DOCUMENT TEXT:
_ _ _ _ _ _ _
Hacker News new | ask | show | jobs
by fitblipper 1794 days ago
I think a huge chunk of bad privacy outcomes arise through data retention policies and aggregation across many sources.

To operate, a phone company might need to know where you are calling from and who, a doctors office might need to know your medical and contact info, an isp might need to know your ip address, a dating website might need to know your ip address, your chat app might need to know your contact list, your gps might need to know your precise location at this specific time.

Do they need to know them for years though? And once all this info is aggregated, how personal is the information that can be learned?

1 comments

Really good point fitblipper - I see this all the time.

Organizations have poor/no data retention policies so they accumulate information they no longer need for many years and on the other side they continue to build new data processing capabilities that might leverage that old data which lacks any context as to what it was gathered for or how it can (or cannot) be used.
_ _ _ _ _ _ _
ENTRIES PROVIDED:

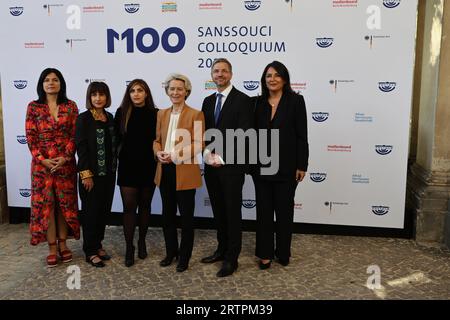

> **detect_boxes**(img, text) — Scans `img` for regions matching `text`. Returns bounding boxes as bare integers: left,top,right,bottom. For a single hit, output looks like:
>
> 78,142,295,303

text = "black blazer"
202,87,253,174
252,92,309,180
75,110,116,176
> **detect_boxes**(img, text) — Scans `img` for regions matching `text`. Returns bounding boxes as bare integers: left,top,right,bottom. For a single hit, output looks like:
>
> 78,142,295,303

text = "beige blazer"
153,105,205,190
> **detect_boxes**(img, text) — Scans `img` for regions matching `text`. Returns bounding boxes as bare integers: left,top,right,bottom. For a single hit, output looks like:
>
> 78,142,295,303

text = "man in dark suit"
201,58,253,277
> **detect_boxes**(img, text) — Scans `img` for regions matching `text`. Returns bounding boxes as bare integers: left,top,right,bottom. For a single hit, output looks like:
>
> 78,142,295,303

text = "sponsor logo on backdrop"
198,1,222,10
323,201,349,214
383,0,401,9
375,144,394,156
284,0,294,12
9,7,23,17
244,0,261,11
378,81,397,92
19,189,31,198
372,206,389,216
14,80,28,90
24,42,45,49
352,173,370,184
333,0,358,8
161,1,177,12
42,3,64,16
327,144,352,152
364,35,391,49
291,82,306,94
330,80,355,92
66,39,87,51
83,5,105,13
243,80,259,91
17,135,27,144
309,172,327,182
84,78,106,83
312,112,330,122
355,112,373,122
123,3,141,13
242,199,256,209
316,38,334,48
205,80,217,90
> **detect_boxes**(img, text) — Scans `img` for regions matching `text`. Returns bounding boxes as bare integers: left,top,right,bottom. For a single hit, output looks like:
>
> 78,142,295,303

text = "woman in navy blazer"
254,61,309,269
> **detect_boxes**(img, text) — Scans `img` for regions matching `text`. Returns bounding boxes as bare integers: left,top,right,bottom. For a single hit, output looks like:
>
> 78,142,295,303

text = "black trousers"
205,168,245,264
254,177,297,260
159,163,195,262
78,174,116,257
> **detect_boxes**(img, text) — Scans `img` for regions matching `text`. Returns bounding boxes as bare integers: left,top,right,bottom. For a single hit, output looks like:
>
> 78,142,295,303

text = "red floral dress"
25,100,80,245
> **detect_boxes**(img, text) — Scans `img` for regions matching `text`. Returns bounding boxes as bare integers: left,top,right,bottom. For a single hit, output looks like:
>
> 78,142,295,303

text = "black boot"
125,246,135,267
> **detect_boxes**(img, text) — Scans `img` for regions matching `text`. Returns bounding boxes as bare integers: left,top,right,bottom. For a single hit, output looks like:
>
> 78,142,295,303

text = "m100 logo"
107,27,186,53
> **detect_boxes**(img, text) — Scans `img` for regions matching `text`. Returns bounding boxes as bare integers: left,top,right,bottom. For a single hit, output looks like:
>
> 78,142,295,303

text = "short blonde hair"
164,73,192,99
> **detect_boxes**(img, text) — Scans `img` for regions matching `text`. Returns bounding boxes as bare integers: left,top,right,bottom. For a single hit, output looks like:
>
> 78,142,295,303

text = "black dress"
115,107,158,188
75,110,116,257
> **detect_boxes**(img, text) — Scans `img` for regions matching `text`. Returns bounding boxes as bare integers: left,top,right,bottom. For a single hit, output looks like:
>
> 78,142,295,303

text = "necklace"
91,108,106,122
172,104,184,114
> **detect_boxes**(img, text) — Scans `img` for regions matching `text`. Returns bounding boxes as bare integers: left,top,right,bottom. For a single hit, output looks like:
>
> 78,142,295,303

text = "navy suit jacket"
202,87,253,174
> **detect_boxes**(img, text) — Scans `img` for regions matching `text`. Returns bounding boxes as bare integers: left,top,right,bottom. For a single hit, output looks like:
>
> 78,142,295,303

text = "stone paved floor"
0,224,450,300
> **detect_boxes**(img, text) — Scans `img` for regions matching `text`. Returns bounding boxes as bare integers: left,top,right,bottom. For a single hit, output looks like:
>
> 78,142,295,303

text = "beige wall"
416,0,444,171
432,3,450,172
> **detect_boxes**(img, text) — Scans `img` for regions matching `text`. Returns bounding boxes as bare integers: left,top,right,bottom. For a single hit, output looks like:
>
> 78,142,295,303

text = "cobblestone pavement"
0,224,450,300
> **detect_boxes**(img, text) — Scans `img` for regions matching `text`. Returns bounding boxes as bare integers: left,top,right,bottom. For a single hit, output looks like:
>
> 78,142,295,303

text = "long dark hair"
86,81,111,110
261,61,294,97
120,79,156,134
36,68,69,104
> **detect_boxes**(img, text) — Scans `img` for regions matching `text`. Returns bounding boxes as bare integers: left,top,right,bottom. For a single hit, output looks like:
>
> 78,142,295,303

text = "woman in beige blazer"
_ _ _ _ _ _ _
YOUR OBJECTIVE: Continue the Hacker News thread on data retention and privacy from where it stops.

ANSWER:
On the point of what degree of identification can be learned (i.e. how personal is the information), I'm constantly reminding by folks in the ML field that you can discern a huge amount about an individual quite precisely from what might initially look like anonymized data - that's one of the exploits that most concern privacy specialists when they talk about differential privacy and pseudonymization - arguably we're not where we need to be yet but thankfully there are a number of teams working on solutions to this.

By this I mean the data analysis part; the retention and policy issue, that's still one most companies need to do better on.